ASSIGNMENT: Without skipping a line, reproduce the entries exactly.

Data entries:
****************************************

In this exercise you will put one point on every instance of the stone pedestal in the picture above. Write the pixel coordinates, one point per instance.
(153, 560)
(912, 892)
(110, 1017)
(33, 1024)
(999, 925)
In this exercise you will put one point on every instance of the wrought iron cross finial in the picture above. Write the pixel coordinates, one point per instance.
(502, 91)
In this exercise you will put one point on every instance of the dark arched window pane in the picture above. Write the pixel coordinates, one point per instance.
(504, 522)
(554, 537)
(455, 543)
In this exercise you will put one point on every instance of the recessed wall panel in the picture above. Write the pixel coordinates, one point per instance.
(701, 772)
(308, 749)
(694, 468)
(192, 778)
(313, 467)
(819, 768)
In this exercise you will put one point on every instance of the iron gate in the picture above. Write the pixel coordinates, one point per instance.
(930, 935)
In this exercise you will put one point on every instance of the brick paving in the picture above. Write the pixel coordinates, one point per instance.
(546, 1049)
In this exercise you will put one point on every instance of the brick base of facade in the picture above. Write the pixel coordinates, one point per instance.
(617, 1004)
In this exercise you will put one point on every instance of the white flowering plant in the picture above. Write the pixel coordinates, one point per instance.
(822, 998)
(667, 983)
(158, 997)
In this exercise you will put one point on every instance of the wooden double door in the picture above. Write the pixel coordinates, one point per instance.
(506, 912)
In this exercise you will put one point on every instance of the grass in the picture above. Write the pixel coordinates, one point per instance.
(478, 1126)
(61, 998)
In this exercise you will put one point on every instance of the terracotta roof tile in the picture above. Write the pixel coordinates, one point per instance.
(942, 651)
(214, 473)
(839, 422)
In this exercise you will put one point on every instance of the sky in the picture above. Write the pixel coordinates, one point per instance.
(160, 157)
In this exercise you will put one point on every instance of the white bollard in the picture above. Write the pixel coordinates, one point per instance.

****************************************

EXPECTED ANSWER:
In this exercise you will put one point on every instance of the stone pedestal in the picture above. Write the pixel coordinates, one point per instance.
(153, 560)
(912, 892)
(110, 1017)
(33, 1024)
(999, 925)
In this exercise you will put one point on every instance of the wrought iron cross finial in the picture above. Write the pixel coordinates, one point per instance.
(502, 91)
In this exercise you will put one point on every instance of the dark arched window pane in the picture above. Write the pixel coordinates, one point per instance.
(504, 522)
(554, 537)
(455, 543)
In this exercise you will put one point on every instance of the recessed wall panel in the picture above. Write the pixel coordinates, one point per instance.
(701, 772)
(308, 749)
(694, 468)
(192, 778)
(313, 467)
(819, 768)
In this exercise you will put one point on every instance of the iron gate in the picture above. Write the pixel coordinates, one point per instance.
(930, 935)
In this exercise you will put one point on every instance of the brick paving in the picture above. Write the pixel coordinates, one point per instance.
(546, 1049)
In this exercise you will put one point on every instance of the brick base of facade in the picture above. Write the pixel coordinates, one point per instance.
(617, 1004)
In this exercise you will put one point on every instance of the white flowering plant in the picture above. Write the pixel coordinates, one point per instance.
(822, 998)
(667, 983)
(158, 997)
In this exercise you will put one point on every instance of the wooden double door in the picture above. Write the pixel coordinates, one point per instance.
(506, 912)
In this exercise you will put one point on every instance of the grass in the picture above. Write the pixel coordinates, one point per instance.
(478, 1126)
(61, 998)
In this exercise you will put one point on every instance of the terracotta roof tile in the picture above. Write the pixel coordinates, one point per instance.
(942, 651)
(214, 473)
(839, 422)
In this exercise you will put one point on every instance of the sky in the picture above. Write the pixel coordinates, one point per instance.
(160, 157)
In this exercise you will put one point on every instance of the white bollard in the picture above. Write the pixel coordinates, one point per instance.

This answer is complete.